▶ [Problem to work on]: In the passage on the wireless communication apparatus, rewrite the text from "FIG. 13 is a" to "among other examples.", renaming "communication manager" as "communications controller".

▶ [Text extract]:
- - -

FIG. 13 is a diagram of an example apparatus 1300 for wireless communication, in accordance with the present disclosure. The apparatus 1300 may be a UE, or a UE may include the apparatus 1300. In some aspects, the apparatus 1300 includes a reception component 1302 and a transmission component 1304, which may be in communication with one another (for example, via one or more buses and/or one or more other components). As shown, the apparatus 1300 may communicate with another apparatus 1306 (such as a UE, a base station, or another wireless communication device) using the reception component 1302 and the transmission component 1304. As further shown, the apparatus 1300 may include the communication manager 140. The communication manager 140 may include a determination component 1308, among other examples.

In some aspects, the apparatus 1300 may be configured to perform one or more operations described herein in connection with FIGS. 9-10. Additionally, or alternatively, the apparatus 1300 may be configured to perform one or more processes described herein, such as process 1100 of FIG. 11. In some aspects, the apparatus 1300 and/or one or more components shown in FIG. 13 may include one or more components of the UE described in connection with FIG. 2. Additionally, or alternatively, one or more components shown in FIG. 13 may be implemented within one or more components described in connection with FIG. 2. Additionally, or alternatively, one or more components of the set of components may be implemented at least in part as software stored in a memory. For example, a component (or a portion of a component) may be implemented as instructions or code stored in a non-transitory computer-readable medium and executable by a controller or a processor to perform the functions or operations of the component.

The reception component 1302 may receive communications, such as reference signals, control information, data communications, or a combination thereof, from the apparatus 1306. The reception component 1302 may provide received communications to one or more other components of the apparatus 1300. In some aspects, the reception component 1302 may perform signal processing on the received communications (such as filtering, amplification, demodulation, analog-to-digital conversion, demultiplexing, deinterleaving, de-mapping, equalization, interference cancellation, or decoding, among other examples), and may provide the processed signals to the one or more other components of the apparatus 1300. In some aspects, the reception component 1302 may include one or more antennas, a modem, a demodulator, a MIMO detector, a receive processor, a controller/processor, a memory, or a combination thereof, of the UE described in connection with FIG. 2.

- - -

▶ [Entries supplied]:
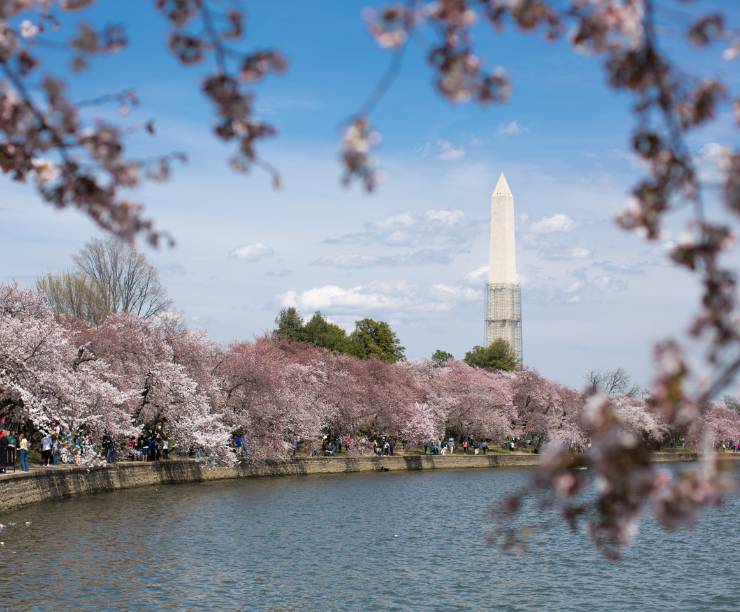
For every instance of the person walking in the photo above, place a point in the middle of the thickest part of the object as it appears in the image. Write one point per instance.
(152, 449)
(23, 453)
(12, 444)
(3, 451)
(46, 444)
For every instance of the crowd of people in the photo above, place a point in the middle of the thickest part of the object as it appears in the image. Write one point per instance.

- - -

▶ [Task response]:
FIG. 13 is a diagram of an example apparatus 1300 for wireless communication, in accordance with the present disclosure. The apparatus 1300 may be a UE, or a UE may include the apparatus 1300. In some aspects, the apparatus 1300 includes a reception component 1302 and a transmission component 1304, which may be in communication with one another (for example, via one or more buses and/or one or more other components). As shown, the apparatus 1300 may communicate with another apparatus 1306 (such as a UE, a base station, or another wireless communication device) using the reception component 1302 and the transmission component 1304. As further shown, the apparatus 1300 may include the communications controller 140. The communications controller 140 may include a determination component 1308, among other examples.